* Short problem *
Quote the records word for word, from their start through the line with "(1076, 587)", both ends included. Leave the pictures out of your answer.

* Material provided *
......

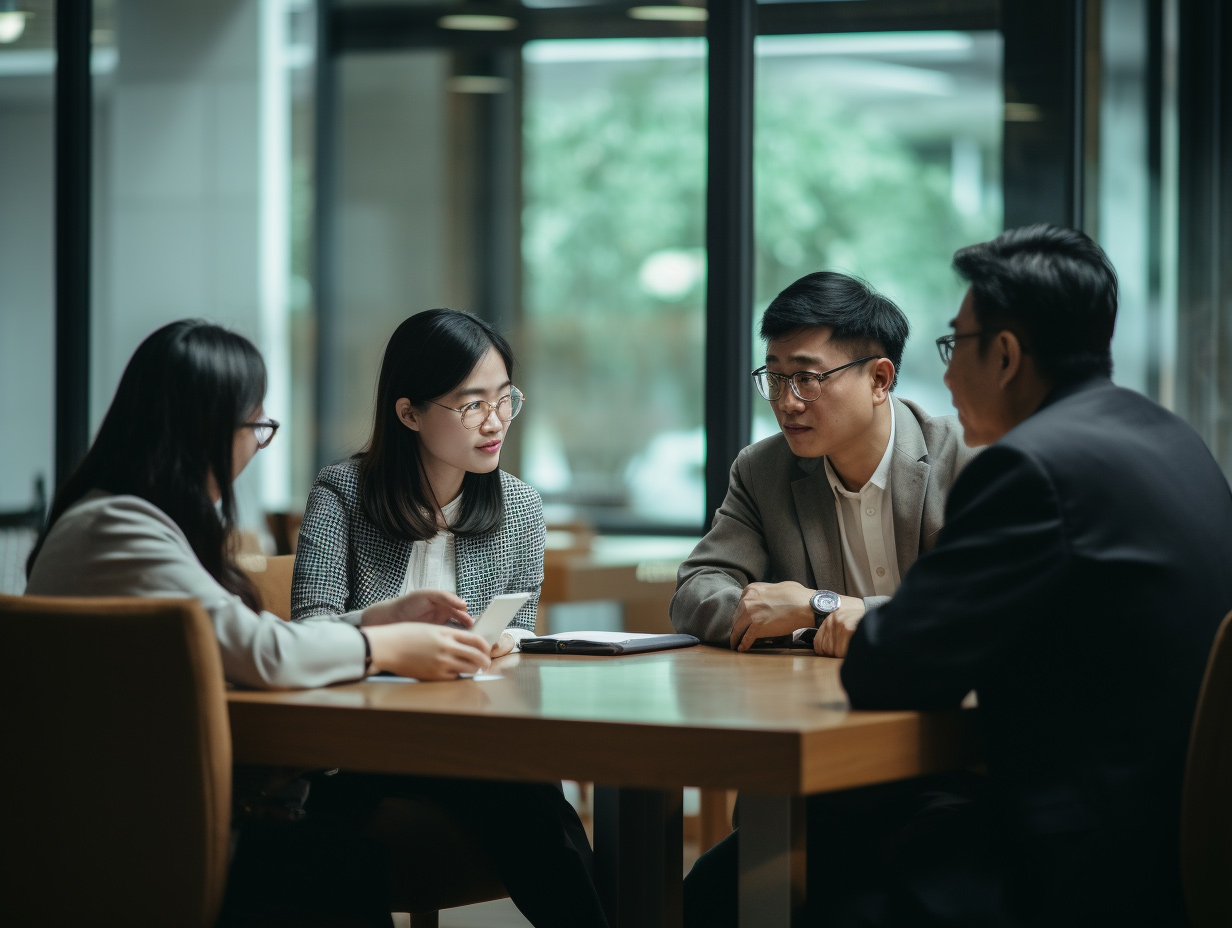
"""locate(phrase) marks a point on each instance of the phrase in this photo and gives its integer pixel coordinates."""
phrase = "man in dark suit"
(1076, 587)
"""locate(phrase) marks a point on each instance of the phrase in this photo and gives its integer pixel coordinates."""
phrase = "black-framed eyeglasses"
(805, 385)
(264, 430)
(945, 344)
(476, 414)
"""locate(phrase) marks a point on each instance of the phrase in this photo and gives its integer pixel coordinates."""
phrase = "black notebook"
(604, 642)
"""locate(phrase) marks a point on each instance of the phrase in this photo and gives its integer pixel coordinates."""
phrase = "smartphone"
(495, 618)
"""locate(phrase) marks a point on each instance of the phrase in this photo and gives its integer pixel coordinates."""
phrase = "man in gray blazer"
(822, 520)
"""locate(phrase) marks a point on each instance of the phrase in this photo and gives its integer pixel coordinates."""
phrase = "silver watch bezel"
(819, 610)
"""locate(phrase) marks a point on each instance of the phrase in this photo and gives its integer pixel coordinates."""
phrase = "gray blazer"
(126, 546)
(779, 521)
(344, 562)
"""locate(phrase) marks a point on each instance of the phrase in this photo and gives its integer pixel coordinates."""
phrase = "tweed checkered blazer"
(346, 563)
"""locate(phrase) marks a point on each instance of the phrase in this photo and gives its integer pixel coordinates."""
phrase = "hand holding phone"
(498, 614)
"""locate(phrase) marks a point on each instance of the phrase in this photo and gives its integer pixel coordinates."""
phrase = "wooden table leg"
(773, 854)
(640, 855)
(715, 818)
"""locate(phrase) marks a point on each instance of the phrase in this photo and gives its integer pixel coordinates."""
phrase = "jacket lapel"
(908, 483)
(819, 525)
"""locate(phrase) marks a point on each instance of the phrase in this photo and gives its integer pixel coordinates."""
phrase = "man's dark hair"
(860, 317)
(1052, 287)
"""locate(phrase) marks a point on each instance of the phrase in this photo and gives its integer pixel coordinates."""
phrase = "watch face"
(826, 602)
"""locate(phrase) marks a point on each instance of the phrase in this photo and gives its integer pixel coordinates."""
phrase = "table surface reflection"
(765, 721)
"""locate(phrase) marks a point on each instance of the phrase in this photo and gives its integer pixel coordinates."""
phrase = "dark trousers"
(336, 865)
(911, 854)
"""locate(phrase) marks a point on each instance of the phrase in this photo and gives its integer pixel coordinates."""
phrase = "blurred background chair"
(19, 531)
(285, 530)
(118, 762)
(1206, 801)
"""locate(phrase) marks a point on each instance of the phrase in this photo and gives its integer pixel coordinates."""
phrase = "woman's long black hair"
(170, 427)
(429, 355)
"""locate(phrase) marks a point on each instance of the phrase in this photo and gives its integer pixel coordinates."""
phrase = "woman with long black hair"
(149, 513)
(426, 507)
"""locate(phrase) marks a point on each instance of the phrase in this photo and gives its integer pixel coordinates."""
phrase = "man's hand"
(838, 627)
(769, 609)
(424, 605)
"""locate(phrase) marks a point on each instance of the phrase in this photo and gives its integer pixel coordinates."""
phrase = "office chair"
(1206, 800)
(118, 762)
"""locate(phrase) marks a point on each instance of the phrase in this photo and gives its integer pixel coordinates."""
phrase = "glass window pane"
(27, 300)
(877, 154)
(615, 276)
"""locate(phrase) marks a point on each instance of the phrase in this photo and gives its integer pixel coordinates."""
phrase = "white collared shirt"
(433, 565)
(866, 526)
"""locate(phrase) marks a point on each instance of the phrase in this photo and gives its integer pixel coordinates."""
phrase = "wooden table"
(774, 725)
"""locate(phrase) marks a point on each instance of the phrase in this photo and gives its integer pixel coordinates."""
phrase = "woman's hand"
(424, 605)
(426, 652)
(504, 645)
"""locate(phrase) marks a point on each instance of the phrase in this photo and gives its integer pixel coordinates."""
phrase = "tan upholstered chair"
(1206, 802)
(117, 762)
(435, 843)
(271, 576)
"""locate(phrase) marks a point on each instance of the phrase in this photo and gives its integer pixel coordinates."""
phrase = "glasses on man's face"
(945, 344)
(806, 386)
(476, 414)
(264, 430)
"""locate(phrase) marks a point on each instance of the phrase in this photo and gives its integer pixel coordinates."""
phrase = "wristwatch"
(823, 603)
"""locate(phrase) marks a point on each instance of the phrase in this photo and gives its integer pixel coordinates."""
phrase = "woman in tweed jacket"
(426, 507)
(344, 562)
(425, 504)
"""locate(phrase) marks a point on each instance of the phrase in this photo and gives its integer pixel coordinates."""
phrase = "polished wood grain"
(769, 722)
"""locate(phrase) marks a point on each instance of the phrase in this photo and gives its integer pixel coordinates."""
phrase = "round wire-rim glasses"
(945, 344)
(263, 430)
(476, 414)
(805, 385)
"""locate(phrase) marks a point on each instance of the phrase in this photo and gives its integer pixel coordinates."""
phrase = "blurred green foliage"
(615, 174)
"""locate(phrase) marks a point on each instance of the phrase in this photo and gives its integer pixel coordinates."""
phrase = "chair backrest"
(1206, 801)
(117, 748)
(271, 576)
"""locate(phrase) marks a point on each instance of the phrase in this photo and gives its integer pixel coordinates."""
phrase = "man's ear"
(407, 414)
(882, 380)
(1009, 351)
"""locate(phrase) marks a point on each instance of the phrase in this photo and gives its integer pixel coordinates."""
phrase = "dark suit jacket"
(1077, 586)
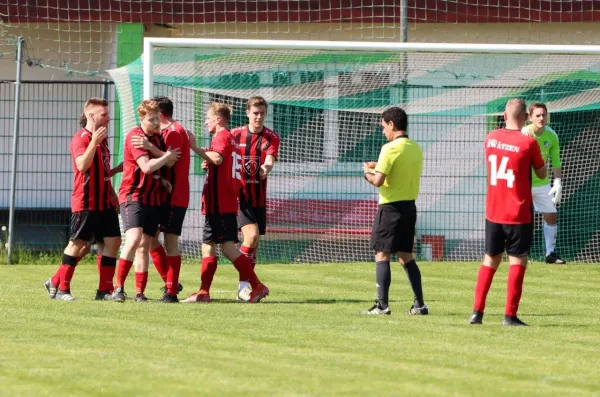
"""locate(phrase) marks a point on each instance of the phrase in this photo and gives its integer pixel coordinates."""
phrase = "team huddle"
(154, 196)
(155, 192)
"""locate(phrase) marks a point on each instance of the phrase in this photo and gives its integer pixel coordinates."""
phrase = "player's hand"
(263, 172)
(173, 154)
(556, 191)
(141, 142)
(99, 135)
(192, 139)
(166, 185)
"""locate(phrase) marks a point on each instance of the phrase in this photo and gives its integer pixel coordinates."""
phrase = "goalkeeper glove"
(556, 191)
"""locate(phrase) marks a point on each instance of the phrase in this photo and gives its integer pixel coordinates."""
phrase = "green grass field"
(306, 339)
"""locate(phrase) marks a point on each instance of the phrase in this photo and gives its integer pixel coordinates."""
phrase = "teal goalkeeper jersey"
(550, 149)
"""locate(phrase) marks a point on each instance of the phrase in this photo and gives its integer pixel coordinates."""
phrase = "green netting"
(326, 106)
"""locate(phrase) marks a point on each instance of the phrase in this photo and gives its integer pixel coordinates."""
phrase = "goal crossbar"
(151, 42)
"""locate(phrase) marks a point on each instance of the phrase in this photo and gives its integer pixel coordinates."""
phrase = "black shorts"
(94, 225)
(394, 227)
(515, 239)
(220, 228)
(252, 215)
(170, 219)
(136, 214)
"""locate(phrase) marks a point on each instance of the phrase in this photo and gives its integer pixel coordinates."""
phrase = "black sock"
(414, 278)
(383, 278)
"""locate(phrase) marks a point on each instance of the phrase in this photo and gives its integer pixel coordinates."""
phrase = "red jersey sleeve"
(136, 153)
(273, 148)
(173, 140)
(79, 144)
(537, 161)
(219, 143)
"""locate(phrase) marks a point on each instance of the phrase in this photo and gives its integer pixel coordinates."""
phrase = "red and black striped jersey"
(254, 149)
(136, 185)
(92, 188)
(175, 137)
(222, 185)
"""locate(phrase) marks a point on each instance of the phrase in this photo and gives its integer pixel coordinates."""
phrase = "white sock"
(243, 284)
(550, 232)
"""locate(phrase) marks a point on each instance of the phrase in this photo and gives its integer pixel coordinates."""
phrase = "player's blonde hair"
(221, 110)
(147, 106)
(537, 105)
(256, 101)
(94, 101)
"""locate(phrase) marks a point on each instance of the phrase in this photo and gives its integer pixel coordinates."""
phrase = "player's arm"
(537, 162)
(84, 161)
(148, 165)
(141, 142)
(116, 170)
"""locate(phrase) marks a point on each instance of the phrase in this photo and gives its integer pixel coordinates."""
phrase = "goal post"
(325, 101)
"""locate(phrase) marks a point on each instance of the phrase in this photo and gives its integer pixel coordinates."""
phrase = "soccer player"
(175, 203)
(139, 198)
(545, 198)
(397, 174)
(220, 206)
(259, 147)
(93, 204)
(510, 157)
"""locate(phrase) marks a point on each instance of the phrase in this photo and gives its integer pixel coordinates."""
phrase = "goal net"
(326, 104)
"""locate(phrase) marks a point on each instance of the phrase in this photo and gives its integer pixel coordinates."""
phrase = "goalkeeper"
(545, 197)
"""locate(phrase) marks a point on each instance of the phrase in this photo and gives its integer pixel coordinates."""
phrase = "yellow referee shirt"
(402, 161)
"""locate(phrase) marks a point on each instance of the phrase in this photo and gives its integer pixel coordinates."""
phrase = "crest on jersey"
(251, 164)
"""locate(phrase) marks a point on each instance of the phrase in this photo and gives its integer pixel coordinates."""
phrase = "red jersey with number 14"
(510, 155)
(221, 188)
(254, 149)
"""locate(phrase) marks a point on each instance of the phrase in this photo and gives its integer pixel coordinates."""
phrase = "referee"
(396, 174)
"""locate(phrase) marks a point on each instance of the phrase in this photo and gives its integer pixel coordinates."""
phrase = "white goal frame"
(151, 42)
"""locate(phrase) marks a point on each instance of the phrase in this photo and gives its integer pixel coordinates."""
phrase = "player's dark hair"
(165, 105)
(537, 105)
(256, 101)
(221, 110)
(397, 116)
(90, 102)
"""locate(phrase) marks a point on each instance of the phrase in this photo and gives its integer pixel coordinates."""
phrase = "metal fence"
(49, 113)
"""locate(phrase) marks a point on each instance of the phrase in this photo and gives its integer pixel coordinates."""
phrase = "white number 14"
(500, 172)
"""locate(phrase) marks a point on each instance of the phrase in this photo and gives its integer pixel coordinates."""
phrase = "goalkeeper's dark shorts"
(394, 227)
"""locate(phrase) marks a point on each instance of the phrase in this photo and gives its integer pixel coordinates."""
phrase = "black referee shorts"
(94, 225)
(252, 215)
(394, 227)
(515, 239)
(220, 228)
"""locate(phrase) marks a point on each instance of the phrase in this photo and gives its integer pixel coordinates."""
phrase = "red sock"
(514, 288)
(99, 264)
(249, 253)
(207, 272)
(123, 271)
(141, 279)
(55, 280)
(174, 263)
(106, 267)
(243, 265)
(484, 282)
(159, 258)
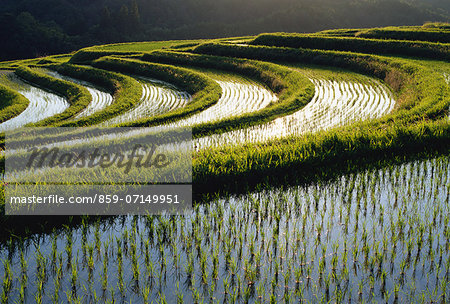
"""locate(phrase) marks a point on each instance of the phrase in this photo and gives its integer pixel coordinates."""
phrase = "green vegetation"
(368, 46)
(205, 91)
(349, 208)
(126, 92)
(11, 103)
(431, 35)
(77, 96)
(294, 90)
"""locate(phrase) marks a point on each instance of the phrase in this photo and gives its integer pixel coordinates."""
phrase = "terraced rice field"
(335, 103)
(239, 96)
(42, 105)
(158, 97)
(358, 215)
(380, 235)
(100, 99)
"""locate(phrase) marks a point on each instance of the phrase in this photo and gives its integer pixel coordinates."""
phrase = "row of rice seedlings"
(335, 103)
(239, 96)
(158, 97)
(380, 235)
(100, 99)
(447, 78)
(42, 105)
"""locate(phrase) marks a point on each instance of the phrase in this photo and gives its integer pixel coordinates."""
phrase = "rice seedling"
(99, 101)
(42, 104)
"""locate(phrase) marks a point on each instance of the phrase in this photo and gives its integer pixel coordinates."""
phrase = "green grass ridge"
(12, 103)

......

* Answer below *
"""locate(phrase) marks a point on each instance of the phrase in this photo and gives its integer pixel coordinates."""
phrase = "man in dark suit"
(1076, 587)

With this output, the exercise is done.